- **Page extract**
- Born: Kenneth Edwin William Branch Westman 2 February 1907 Glamorgan, Wales
- Died: 30 July 1964 (aged 57) London, UK
- Employer: Foreign Office
- Spouse: Jean Felicia Bedworth
- Children: 3, including Roger, Nicholas Westman and Andrew

= Kenneth Westman =

Kenneth Edwin William Branch Westman (1907-1964) was a British diplomat and intelligence officer.

== Life ==
Westman was born at Glamorgan, Wales to James and Beatrice (née Branch). He was educated at Cheam and Cowbridge.

Westman entered HM Diplomatic Service in 1929. A year later he was promoted to attaché, shortly after third secretary and later second secretary. His first overseas posting was to Paris, followed by Berlin, Vienna and the Hague. He was involved in British covert operations in Latin America, particularly Bolivia, attempting to strengthen British involvement in the region.

- **Entries**
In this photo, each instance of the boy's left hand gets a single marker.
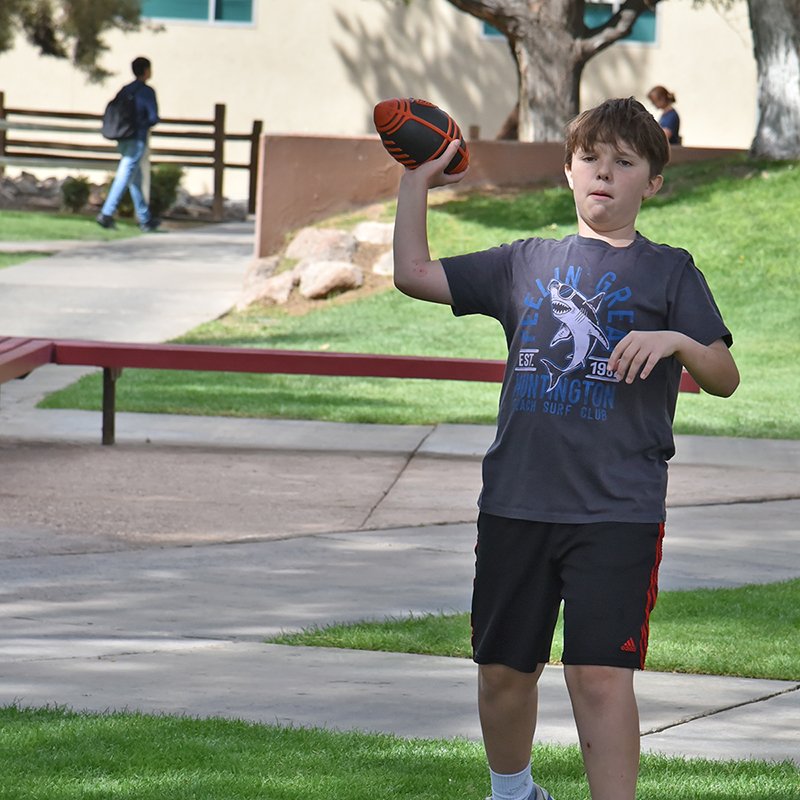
(639, 351)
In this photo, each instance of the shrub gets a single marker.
(75, 193)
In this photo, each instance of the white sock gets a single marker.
(512, 787)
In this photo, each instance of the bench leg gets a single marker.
(110, 375)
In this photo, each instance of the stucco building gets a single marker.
(319, 66)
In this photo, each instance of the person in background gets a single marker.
(133, 150)
(669, 121)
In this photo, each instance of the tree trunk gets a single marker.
(549, 87)
(776, 42)
(550, 44)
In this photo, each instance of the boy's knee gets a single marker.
(496, 680)
(598, 683)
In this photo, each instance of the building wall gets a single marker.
(319, 66)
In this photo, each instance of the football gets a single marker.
(415, 131)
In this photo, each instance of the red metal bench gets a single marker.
(20, 356)
(113, 357)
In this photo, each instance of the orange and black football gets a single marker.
(415, 131)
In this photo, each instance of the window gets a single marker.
(205, 10)
(595, 14)
(644, 29)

- **Problem to work on**
In the Kenneth Westman biography, what purpose is given for his involvement in British covert operations in Latin America? Answer in one to three sentences. Draw only on the Kenneth Westman biography.

- **Answer to the problem**
His involvement in covert operations in Latin America, particularly in Bolivia, was an attempt to strengthen British involvement in the region.